Page text:
“I feel like other otakus are more deserving than me.” Why we sometimes deny ourselves pleasure. / Thus Spoke Hijiki Isoflavone
Article by Hijiki Isoflavone
Today’s theme is “What do you think of self-denying otakus?”
First of all, what does it mean to be a self-denying otaku? According to the reader who sent me this submission, whenever they win merch of a character they like from lucky draw tickets or blind boxes but happen to know someone who’s a more hardcore fan of that character than they are, they end up giving away their prize instead of keeping it for themself.
Additionally, when they find out that a friend likes the same character as them, they tend to tone down their enthusiasm, as if to say that they don’t actually feel that strongly about their oshi. In short, the reader feels like they’re being a goody two-shoes, and they often hate themself for acting this way.
Frankly, my initial reaction to this submission was, “Are you talking about me?!” and I believe quite a few people might be able to relate to it too.
While I could simply write, “Being an otaku isn’t a competition! If you like something, honor those feelings, and don’t compare yourself to others!” and call it a day, what we know to be true and how we feel don’t always align. So, instead, let’s dive deeper into why we might behave in ways that don’t serve us.
No one wants to be that person preaching to the choir
To begin with, I think it’s pretty common to feel a sense of inadequacy when encountering people who are much more devoted or knowledgeable than you are about the topics you’re interested in. Everyone knows how pointless or even embarrassing it is to preach to the choir, which is probably why people subconsciously tend to express deference to those they deem more passionate or superior to them.
Perhaps that’s why this reader and others like them end up giving away their hard-won merch in spite of themselves; they secretly believe that whoever has the strongest emotional response or can demonstrate the most love for the series or character in question is the most deserving of a prize.
Imagine this scenario: you casually attend a concert, only to have a surprise guest artist show up who you’re not that familiar with. Even though you’re enjoying yourself, you can’t help but think, “Someone who’s an actual fan of X should be watching this instead... Why am I here?!”
Or perhaps you just witnessed a hardcore fan whooping with joy about their favorite series getting a second season or reboot, and you feel relieved at the fact that the series in question is getting an “appropriate” amount of love from a “genuine” fan.
Basically, when people assume that they aren't able to fully appreciate someone or something in all of their glory and thus achieve absolute bliss as they think they should, they often feel compelled to “give up their seats” to more enthusiastic otakus, figuratively speaking. If you think about it, though, there’s no need to be a superfan of every fandom you’re into, nor is it realistic...

Given records:
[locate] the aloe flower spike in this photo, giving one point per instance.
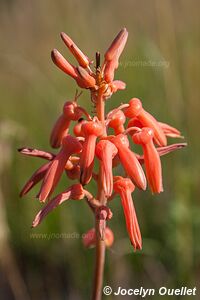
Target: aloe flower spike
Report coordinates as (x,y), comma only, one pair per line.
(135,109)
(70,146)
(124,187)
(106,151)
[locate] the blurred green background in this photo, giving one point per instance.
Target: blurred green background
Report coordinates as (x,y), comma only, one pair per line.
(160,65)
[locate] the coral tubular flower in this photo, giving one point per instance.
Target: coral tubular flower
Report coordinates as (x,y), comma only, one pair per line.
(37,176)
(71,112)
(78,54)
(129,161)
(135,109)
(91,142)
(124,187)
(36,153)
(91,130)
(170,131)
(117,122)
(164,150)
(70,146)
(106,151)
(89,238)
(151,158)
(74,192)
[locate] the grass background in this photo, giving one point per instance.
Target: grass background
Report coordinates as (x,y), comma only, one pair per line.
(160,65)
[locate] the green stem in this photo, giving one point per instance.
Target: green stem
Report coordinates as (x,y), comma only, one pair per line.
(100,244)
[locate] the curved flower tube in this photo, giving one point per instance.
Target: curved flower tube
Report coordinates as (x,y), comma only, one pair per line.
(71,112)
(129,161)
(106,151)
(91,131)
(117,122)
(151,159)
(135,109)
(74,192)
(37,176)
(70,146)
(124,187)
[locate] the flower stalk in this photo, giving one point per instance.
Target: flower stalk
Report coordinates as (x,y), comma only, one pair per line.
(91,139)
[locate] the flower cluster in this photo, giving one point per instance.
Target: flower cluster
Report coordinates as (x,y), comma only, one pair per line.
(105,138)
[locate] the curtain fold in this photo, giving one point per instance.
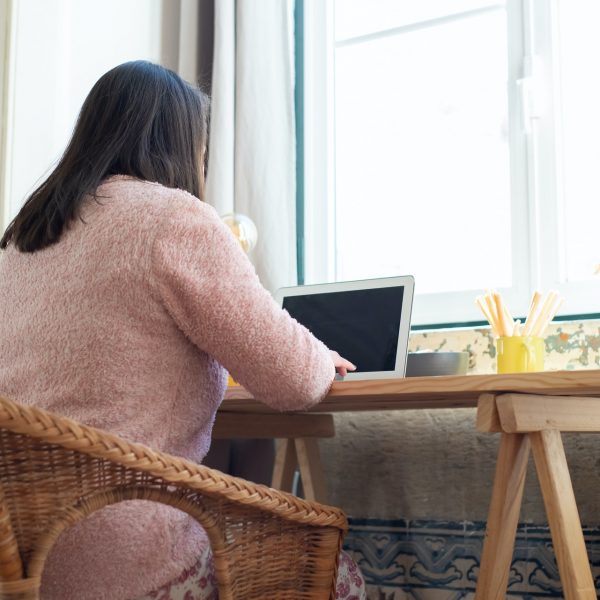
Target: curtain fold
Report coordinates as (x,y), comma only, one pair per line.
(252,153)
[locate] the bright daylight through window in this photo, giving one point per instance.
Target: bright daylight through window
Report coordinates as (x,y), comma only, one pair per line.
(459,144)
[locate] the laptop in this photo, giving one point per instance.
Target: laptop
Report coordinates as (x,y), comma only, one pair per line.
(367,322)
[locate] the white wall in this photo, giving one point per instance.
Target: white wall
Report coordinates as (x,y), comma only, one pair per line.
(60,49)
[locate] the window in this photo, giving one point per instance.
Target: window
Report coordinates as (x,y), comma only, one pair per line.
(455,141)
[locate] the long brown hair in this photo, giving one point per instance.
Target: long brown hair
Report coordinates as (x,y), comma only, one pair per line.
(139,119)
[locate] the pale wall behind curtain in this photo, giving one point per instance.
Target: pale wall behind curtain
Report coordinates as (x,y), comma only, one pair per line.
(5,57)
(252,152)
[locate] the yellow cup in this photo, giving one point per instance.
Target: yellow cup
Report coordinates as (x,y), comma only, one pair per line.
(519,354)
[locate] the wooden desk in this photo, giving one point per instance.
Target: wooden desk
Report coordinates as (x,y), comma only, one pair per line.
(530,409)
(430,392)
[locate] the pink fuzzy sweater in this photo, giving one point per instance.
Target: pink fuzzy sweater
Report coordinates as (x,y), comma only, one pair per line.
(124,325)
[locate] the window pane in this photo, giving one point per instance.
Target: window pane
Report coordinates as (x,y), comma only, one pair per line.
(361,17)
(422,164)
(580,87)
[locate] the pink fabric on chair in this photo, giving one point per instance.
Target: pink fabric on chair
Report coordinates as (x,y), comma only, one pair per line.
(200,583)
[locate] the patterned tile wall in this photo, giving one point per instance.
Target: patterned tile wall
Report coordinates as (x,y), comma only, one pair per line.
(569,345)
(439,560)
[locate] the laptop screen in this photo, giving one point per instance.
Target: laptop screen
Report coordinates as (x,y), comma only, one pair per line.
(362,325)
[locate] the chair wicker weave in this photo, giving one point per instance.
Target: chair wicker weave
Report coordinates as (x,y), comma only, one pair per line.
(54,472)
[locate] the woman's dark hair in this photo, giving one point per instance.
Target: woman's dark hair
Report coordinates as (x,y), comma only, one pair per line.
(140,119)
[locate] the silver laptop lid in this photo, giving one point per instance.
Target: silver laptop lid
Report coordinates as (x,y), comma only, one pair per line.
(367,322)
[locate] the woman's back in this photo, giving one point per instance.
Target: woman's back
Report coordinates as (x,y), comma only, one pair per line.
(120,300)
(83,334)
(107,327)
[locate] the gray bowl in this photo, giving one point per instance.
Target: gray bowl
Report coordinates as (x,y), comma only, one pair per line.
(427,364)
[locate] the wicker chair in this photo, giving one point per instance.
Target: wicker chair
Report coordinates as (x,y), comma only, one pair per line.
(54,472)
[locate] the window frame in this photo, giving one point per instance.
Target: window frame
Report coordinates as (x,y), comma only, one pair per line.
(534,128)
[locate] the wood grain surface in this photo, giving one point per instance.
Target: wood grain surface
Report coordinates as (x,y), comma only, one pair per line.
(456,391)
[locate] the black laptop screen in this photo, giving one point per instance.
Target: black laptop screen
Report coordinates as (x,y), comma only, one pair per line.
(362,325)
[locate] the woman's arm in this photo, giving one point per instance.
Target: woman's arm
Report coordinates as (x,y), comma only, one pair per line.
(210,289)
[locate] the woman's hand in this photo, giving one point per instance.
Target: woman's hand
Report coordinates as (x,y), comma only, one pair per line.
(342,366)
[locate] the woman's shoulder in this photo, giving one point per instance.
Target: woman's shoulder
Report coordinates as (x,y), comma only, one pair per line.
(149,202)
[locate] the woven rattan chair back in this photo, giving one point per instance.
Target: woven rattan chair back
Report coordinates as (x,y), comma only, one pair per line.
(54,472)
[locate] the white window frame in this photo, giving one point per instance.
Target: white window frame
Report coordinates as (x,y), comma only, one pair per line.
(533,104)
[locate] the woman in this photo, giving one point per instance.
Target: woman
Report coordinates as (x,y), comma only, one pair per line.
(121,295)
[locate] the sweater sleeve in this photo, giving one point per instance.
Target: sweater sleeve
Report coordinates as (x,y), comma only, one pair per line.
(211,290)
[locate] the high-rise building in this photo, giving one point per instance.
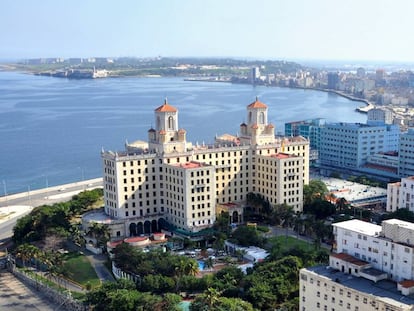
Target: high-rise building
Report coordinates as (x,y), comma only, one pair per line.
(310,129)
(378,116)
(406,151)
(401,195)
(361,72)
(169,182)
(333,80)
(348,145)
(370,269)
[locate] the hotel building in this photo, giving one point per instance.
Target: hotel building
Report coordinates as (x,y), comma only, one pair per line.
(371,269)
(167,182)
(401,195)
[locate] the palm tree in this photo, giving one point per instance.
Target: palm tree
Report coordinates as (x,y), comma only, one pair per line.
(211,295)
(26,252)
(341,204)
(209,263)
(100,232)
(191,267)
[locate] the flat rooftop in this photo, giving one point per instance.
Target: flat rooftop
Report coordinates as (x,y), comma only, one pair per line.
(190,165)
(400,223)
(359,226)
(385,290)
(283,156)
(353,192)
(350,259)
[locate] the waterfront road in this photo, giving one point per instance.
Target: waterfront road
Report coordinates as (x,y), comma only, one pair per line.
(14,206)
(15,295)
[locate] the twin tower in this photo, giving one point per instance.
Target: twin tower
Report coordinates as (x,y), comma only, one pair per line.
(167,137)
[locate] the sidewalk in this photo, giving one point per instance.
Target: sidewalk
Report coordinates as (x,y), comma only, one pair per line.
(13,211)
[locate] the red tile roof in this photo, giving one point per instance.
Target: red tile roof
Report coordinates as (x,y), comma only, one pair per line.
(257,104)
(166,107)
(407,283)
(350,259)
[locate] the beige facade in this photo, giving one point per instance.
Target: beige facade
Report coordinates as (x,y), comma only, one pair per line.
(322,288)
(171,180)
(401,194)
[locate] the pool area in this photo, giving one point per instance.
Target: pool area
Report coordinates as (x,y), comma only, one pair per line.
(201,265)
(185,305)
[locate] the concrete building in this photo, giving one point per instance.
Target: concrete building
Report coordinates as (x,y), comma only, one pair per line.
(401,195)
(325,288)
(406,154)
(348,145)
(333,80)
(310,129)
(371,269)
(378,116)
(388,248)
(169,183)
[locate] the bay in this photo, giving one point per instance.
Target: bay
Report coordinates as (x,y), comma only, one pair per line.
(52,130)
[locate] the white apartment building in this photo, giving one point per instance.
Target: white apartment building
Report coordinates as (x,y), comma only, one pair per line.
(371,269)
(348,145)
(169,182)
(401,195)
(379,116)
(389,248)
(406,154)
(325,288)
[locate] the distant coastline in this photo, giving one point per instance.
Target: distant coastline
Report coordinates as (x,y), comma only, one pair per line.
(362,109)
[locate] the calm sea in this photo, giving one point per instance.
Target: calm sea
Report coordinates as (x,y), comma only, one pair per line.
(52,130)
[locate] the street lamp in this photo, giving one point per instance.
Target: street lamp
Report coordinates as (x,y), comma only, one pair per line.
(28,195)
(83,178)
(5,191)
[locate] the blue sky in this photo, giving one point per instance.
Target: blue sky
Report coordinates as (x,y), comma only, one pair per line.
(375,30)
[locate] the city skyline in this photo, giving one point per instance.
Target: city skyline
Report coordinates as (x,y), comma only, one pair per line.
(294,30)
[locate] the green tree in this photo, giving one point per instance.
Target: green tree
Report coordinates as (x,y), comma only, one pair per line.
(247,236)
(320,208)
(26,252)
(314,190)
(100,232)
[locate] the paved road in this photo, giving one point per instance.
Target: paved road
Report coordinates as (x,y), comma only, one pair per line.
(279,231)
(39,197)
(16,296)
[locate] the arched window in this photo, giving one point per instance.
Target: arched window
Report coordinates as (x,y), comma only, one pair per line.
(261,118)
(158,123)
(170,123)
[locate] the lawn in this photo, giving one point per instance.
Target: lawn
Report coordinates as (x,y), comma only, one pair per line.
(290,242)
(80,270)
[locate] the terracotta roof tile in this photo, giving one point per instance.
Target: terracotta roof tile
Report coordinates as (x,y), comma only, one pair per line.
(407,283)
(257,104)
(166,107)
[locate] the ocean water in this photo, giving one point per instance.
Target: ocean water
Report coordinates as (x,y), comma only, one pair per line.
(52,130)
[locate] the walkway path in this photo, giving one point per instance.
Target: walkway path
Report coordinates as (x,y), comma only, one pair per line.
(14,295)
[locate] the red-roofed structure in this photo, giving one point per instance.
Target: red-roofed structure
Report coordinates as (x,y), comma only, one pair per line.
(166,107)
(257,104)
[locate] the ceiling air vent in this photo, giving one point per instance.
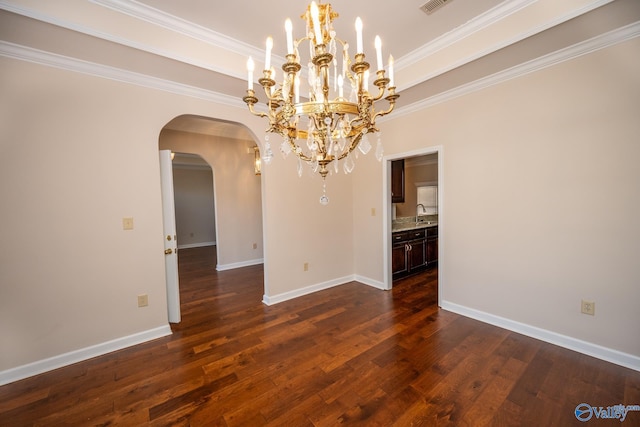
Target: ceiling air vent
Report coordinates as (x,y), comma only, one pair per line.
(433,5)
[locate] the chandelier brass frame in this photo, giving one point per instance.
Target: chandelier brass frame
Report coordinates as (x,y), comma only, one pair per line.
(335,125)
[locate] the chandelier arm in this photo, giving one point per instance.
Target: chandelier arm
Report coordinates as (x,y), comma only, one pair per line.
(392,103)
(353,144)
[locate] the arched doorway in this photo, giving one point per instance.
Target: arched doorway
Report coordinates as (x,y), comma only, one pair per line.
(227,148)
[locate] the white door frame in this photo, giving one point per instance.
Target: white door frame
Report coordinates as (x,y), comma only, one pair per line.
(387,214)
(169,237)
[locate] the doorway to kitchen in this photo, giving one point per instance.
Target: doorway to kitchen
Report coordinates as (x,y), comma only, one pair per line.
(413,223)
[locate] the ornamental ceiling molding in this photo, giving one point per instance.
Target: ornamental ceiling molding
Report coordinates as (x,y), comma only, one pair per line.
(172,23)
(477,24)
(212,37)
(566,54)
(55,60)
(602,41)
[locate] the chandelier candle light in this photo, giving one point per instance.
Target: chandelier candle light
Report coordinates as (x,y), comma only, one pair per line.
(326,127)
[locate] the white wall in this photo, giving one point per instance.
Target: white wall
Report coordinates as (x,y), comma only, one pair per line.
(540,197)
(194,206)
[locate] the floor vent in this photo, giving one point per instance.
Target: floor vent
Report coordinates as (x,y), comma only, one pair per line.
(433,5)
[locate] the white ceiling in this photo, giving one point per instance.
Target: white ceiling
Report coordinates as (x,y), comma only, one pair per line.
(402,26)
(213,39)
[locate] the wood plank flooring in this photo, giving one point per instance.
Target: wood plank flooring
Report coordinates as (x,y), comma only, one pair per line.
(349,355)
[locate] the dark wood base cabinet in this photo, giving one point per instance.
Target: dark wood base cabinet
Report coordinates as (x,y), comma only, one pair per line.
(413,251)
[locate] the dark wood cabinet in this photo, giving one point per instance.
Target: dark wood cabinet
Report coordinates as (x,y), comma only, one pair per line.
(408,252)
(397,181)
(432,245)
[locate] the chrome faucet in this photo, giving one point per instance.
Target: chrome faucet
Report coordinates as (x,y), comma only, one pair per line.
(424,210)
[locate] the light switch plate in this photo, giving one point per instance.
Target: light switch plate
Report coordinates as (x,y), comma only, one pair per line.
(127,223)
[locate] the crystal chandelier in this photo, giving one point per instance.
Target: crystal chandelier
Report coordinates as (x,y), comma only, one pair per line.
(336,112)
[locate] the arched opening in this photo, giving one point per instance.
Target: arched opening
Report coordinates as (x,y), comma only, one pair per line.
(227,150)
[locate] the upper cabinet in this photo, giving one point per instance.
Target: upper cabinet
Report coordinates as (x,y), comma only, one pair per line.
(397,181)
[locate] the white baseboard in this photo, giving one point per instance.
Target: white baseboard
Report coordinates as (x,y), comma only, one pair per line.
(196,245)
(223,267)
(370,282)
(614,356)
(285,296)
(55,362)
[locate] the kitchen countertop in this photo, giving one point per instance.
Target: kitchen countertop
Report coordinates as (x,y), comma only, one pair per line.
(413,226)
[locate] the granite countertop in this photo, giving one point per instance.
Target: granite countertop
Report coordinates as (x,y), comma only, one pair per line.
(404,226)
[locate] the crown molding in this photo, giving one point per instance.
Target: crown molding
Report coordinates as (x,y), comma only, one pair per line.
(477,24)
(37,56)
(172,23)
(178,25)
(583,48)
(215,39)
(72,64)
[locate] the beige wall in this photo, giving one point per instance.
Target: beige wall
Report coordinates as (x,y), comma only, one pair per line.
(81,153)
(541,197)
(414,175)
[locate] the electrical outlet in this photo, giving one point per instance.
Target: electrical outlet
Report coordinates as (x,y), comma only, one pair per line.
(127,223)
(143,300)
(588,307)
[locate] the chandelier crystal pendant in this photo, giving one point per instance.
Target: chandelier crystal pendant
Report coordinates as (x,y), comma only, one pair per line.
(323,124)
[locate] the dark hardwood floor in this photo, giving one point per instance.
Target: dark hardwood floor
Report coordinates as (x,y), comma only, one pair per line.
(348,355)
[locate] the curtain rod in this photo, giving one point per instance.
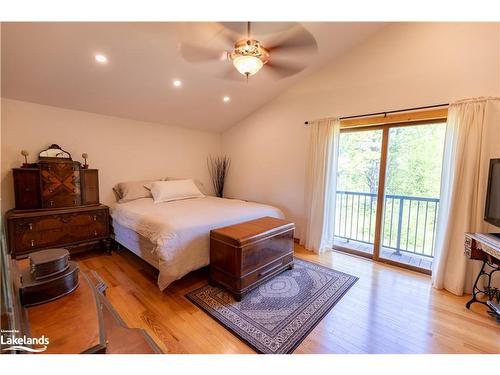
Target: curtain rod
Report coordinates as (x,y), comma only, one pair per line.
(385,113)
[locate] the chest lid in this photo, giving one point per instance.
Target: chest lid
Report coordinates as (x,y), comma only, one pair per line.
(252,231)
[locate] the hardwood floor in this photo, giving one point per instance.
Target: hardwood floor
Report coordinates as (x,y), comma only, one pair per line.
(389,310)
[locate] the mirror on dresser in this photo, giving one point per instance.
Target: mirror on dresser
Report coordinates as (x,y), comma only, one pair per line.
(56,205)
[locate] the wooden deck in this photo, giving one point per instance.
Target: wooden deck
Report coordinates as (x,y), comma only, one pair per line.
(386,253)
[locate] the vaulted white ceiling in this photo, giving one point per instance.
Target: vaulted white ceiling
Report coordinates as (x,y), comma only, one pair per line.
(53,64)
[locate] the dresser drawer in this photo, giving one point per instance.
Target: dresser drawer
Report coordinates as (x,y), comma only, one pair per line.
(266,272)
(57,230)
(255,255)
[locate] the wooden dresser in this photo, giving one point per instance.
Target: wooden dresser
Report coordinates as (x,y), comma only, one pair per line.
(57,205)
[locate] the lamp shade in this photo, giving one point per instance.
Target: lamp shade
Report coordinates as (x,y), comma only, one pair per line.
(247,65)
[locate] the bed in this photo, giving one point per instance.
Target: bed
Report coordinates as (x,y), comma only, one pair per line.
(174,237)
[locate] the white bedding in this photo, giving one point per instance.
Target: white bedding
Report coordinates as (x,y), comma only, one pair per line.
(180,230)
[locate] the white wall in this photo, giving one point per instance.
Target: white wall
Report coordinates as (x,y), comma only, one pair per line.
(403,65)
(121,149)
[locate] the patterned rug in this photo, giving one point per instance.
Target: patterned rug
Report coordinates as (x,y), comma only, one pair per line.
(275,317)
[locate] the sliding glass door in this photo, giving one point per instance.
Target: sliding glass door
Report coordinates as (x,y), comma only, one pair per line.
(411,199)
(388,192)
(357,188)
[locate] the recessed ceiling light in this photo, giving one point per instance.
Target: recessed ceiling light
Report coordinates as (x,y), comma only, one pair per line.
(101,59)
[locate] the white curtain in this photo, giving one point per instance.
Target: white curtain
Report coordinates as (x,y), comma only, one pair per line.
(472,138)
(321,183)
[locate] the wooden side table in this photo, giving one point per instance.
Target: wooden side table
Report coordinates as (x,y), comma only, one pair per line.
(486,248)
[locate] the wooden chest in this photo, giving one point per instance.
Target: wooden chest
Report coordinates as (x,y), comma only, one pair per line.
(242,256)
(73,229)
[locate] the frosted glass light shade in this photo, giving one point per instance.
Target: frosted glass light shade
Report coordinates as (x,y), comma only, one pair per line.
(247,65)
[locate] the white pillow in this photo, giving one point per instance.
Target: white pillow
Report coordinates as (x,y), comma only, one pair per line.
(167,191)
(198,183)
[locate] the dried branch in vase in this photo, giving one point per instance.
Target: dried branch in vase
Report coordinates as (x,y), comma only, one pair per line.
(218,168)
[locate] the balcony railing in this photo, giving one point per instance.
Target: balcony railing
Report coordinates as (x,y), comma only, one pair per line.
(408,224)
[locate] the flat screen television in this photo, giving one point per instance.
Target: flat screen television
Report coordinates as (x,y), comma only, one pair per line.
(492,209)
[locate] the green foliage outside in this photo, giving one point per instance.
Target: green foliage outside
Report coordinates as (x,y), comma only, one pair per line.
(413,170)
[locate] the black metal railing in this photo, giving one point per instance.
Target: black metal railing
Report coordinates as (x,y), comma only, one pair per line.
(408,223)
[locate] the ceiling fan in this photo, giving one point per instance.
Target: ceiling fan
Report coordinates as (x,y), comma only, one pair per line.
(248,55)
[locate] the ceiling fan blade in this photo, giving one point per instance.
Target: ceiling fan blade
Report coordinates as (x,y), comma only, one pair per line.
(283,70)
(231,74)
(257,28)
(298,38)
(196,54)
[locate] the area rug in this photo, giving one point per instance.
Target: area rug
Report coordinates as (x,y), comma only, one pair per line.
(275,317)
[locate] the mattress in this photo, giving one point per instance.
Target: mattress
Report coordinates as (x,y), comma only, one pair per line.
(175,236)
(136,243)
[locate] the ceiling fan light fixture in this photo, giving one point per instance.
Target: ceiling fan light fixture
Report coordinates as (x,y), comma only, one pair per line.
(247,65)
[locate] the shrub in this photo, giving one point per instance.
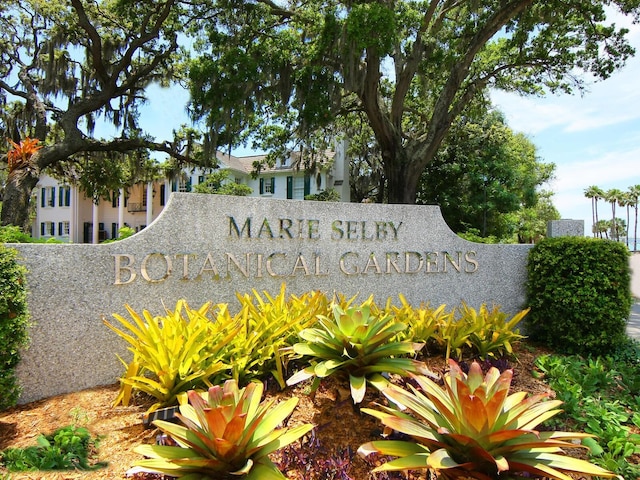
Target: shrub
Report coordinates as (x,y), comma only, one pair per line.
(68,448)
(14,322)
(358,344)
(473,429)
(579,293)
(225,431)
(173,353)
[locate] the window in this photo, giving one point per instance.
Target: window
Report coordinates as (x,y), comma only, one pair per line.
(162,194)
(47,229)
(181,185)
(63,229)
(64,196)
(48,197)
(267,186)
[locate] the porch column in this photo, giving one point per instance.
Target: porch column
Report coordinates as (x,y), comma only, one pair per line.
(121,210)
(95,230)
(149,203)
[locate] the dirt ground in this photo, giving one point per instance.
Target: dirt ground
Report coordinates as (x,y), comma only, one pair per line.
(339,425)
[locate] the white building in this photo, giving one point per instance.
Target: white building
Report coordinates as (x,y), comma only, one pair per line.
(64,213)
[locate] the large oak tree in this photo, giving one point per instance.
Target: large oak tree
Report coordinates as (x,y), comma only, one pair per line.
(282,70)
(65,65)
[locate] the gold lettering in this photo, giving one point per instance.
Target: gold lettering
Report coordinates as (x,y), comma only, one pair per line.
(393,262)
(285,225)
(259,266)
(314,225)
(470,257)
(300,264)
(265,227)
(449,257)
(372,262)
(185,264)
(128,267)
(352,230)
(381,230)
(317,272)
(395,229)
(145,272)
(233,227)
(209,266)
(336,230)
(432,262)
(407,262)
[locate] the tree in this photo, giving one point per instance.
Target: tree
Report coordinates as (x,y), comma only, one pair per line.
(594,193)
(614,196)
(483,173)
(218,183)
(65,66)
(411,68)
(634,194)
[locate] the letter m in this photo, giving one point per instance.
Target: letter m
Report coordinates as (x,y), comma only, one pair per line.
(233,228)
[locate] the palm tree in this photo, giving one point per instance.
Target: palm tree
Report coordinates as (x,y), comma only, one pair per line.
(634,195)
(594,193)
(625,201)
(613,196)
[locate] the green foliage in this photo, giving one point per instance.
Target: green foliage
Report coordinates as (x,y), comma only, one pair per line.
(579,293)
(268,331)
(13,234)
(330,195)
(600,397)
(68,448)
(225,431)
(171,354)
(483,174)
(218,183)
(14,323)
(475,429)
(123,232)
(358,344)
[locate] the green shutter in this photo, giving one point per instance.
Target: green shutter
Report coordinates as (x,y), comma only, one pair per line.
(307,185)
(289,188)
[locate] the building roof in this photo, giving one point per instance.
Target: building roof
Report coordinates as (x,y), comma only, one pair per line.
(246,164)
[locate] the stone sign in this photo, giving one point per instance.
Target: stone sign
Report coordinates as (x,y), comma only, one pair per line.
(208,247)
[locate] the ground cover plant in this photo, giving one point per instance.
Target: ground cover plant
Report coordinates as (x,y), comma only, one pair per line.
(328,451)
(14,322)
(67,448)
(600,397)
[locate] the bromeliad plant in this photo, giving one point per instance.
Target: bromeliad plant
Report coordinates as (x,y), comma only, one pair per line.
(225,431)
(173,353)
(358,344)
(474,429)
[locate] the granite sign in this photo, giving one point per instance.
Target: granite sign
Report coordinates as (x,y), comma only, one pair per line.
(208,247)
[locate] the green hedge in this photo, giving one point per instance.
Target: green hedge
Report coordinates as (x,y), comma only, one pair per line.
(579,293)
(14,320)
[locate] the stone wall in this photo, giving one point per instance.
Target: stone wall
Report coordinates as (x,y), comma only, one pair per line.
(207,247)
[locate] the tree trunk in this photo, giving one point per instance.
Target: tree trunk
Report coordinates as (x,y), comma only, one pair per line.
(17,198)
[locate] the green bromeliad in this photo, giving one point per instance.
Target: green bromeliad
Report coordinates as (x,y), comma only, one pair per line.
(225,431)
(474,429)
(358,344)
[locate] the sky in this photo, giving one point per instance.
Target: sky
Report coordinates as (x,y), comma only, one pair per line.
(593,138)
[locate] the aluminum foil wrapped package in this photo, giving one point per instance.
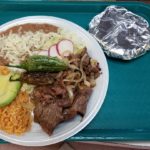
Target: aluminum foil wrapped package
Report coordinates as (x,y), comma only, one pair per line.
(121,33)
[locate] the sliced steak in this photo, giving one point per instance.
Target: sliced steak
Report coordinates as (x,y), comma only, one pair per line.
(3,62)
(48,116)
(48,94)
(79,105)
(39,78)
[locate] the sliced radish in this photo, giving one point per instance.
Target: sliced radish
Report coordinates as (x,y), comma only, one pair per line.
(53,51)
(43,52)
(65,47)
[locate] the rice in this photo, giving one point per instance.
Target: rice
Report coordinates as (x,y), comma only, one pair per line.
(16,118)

Short exercise: How would the article above on self-denying otakus continue? Write its next part, starting right after the sentence that ends "nor is it realistic..."

Exercise output:
People don’t know what you’ve “sacrificed” for them
As for me, although I don’t have that many friends with whom I share the same interests, I do have the tendency to give away random prizes I won even though I supposedly wanted them for myself. Afterwards, I often find myself thinking, “Hmm, maybe I should have kept it…” and end up looking for people willing to make a trade with me. I can’t tell you how many times I’ve been exasperated with myself as a result.
As much as I hate myself for being such a people pleaser, I also feel delighted when I see the other person beaming with happiness upon receiving my gift. Ah, yes, surely this legendary sword will be happier in the hands of an accomplished swordsman... I find myself nodding like some grey-haired swordsmith.
Essentially, I’ve created this image of a “deserving” person in my mind and earn myself a sense of odd relief whenever I get to give up my goods to them. As for whether I buy the same merch for myself later, the answer is usually a no.
Dear reader, you may hate being a people pleaser and feel like your actions are shallow because you feel like you're just doing it to be liked, but frankly, what you’re doing isn’t really achieving anything. After all, they don’t know you willingly gave up something you secretly love.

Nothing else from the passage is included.